**List of tasks**.
(1) According to the Mythomania project description, what age range of pupils does the project focus on?
(2) From the Mythomania project description, quote the passage that begins at the words "We aim to foster" and stops after "environment and history.".
(3) Rewrite the paragraph of the Mythomania project description that begins "Our project focuses pupils" in two shorter sentences, keeping its main facts.

Mythomania in Open Air Museums is a Erasmus+ strategic partnership for schools (agreement number 2020-1-ES01-KA229-082688 ). It’s planned for 24 months between 2020 and 2022 school years but we will extend the project for 12 additional months.

Our project focuses pupils in the age range of 13-15 years old to raise awareness towards natural environment and cultural heritage, both material and immaterial, by the myths and legends that explain its origin relating to natural environments, preferably of high cultural heritage value. Methodology to be used is experiential outdoor learning supported by mobile digital technology.

We aim to foster the awareness of common cultural heritage, both material and immaterial, especially heritage listed on UNESCO rankings, and the sense of belonging to a shared culture and citizenship based in common european roots by a digital game supporting questions related to the places visited. This will raise awareness
about traditions, culture and links between the natural environment and history.

We are on hiatus finishing our project Augmented Age of Inventions and Discoveries that needed a 12 month extension. Some online preparatory activities have been posible.

**Provided information**.

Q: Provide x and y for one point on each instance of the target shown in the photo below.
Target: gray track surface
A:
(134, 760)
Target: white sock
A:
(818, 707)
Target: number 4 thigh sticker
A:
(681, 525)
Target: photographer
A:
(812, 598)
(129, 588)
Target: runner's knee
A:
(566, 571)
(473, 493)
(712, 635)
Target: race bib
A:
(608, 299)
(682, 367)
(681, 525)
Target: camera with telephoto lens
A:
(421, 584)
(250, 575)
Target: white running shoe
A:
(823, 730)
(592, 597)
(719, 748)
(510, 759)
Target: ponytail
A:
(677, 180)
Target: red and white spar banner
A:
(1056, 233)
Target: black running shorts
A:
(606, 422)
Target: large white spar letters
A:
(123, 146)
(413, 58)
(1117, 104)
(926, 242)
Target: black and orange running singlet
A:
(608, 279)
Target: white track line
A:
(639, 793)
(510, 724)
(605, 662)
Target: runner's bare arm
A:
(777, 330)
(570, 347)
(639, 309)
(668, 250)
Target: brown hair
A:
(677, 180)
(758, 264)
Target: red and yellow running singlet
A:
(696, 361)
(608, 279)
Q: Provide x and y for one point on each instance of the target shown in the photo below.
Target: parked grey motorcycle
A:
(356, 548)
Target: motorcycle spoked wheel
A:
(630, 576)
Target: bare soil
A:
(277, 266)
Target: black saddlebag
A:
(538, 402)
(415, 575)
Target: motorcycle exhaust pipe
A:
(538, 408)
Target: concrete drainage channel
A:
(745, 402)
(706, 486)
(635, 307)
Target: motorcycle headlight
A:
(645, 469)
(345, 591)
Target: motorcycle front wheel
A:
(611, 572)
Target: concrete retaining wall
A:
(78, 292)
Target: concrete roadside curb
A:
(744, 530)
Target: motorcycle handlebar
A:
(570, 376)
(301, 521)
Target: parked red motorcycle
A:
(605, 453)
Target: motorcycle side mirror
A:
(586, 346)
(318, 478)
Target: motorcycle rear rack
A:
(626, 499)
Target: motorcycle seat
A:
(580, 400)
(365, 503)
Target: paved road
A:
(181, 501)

**Task responses**.
(1) Pupils aged 13 to 15 years old.

(2)
We aim to foster the awareness of common cultural heritage, both material and immaterial, especially heritage listed on UNESCO rankings, and the sense of belonging to a shared culture and citizenship based in common european roots by a digital game supporting questions related to the places visited. This will raise awareness
about traditions, culture and links between the natural environment and history.

(3) The project targets pupils aged 13 to 15 and aims to raise their awareness of the natural environment and of material and immaterial cultural heritage through the myths and legends that explain its origin, preferably in natural settings of high cultural heritage value. Its method is experiential outdoor learning supported by mobile digital technology.